Text to read
===============
While I don't care so much who got notified first (any given embargo timeline is going to frustrate large numbers of HN people; if that's a problem for you, start finding bugs or post a bounty), I find several things not to like in Cloudflare's marketing. Near as I can tell, Cloudflare is the origin of the notion that TLS private keys weren't going to be in the heap near packet data, a supposition they jumped to for no reason I can discern.
They didn't find the bug. They benefited from a heads-up on the bug. Then they promoted a mistaken assumption about the bug, along with a gamified challenge site that was in fact a poor vehicle for investigating nginx+OpenSSL (how about, for instance, any decent debugger instead?).
Meanwhile, ops teams at big companies were in heated debates with security about whether keys needed to roll.
There are good people working at Cloudflare and I'm not part of any outrage battalion. I'm just not a fan of how they handled this particular incident.
To be fair, Cloudflare didn't just jump to this conclusion for no reason, they apparently did test this by looking at the location of request buffers compared to the private key, trying to extract it themselves, and investigating the heap layout as a whole: http://blog.cloudflare.com/answering-the-critical-question-c... They probably just got some or all of their assumptions wrong, as many have.
I did what Willem did: I instrumented a small OpenSSL driver program and snapshotted memory. I did not go through the effort Jeremi Gosney and Willem and Thai and Ben Murphey went through to trace things through the code, but it was immediately apparent that there was more going on than the blog post Cloudflare wrote suggested.
More importantly, the whole thesis of that blog post is that RSA private keys are loaded into memory once and never moved again. But that's obviously not true: intermediates based on private key components are created during Montgomery multiplication, for instance.
The bigger problem is not that Cloudflare got things wrong. It's that they (a) marketed the wrong conclusion, and (b) put the conclusion to trial in a way that spent smart people's time unnecessarily.
Here was our initial conclusion from the CloudFlare post you referenced:
============
We think the stealing private keys on most NGINX servers is at least extremely hard and, likely, impossible. Even with Apache, which we think may be slightly more vulnerable, and we do not use at CloudFlare, we believe the likelihood of private SSL keys being revealed with the Heartbleed vulnerability is very low. That’s about the only good news of the last week.
We want others to test our results so we created the Heartbleed Challenge. Aristotle struggled with the problem of disproving the existence of something that doesn’t exist. You can’t prove the negative, so through experimental results we will never be absolutely sure there’s not a condition we haven’t tested. However, the more eyes we get on the problem, the more confident we will be that, in spite of a number of other ways the Heartbleed vulnerability was extremely bad, we may have gotten lucky and been spared the worst of the potential consequences.
===============
Written exercise 1
Duplicate the passage of the Heartbleed thread that begins at the words "They didn't find" and stops after the words "this particular incident.".
The Heartbleed thread has no connection to the records.

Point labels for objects
===============
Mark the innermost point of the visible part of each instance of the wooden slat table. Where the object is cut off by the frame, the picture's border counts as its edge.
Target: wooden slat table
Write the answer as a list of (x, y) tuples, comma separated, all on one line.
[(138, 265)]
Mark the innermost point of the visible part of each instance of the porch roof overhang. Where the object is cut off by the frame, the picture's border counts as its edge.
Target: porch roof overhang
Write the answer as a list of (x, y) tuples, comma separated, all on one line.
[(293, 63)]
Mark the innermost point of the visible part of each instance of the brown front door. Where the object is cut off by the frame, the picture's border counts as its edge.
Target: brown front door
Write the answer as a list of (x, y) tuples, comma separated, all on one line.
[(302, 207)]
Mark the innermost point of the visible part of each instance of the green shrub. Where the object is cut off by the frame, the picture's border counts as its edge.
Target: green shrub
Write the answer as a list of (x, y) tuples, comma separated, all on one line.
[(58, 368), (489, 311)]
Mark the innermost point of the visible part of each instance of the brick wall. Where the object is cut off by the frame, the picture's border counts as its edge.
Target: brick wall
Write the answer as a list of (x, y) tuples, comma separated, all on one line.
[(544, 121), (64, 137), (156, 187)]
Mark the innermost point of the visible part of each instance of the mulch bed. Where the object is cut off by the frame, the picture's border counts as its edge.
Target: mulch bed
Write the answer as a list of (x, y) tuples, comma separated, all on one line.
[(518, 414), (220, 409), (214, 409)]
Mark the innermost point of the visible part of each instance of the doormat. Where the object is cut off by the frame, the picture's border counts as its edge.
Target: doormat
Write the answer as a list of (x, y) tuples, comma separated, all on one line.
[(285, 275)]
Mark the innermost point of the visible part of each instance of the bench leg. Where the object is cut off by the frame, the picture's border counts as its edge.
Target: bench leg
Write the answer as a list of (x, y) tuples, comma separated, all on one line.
===============
Written exercise 2
Format as a numbered list the lines of the records that begin at the line containing "of the green" and stop after the line containing "Target: green shrub", leaving out any blank lines.

Solution 1
They didn't find the bug. They benefited from a heads-up on the bug. Then they promoted a mistaken assumption about the bug, along with a gamified challenge site that was in fact a poor vehicle for investigating nginx+OpenSSL (how about, for instance, any decent debugger instead?).
Meanwhile, ops teams at big companies were in heated debates with security about whether keys needed to roll.
There are good people working at Cloudflare and I'm not part of any outrage battalion. I'm just not a fan of how they handled this particular incident.

Solution 2
1. Mark the innermost point of the visible part of each instance of the green shrub. Where the object is cut off by the frame, the picture's border counts as its edge.
2. Target: green shrub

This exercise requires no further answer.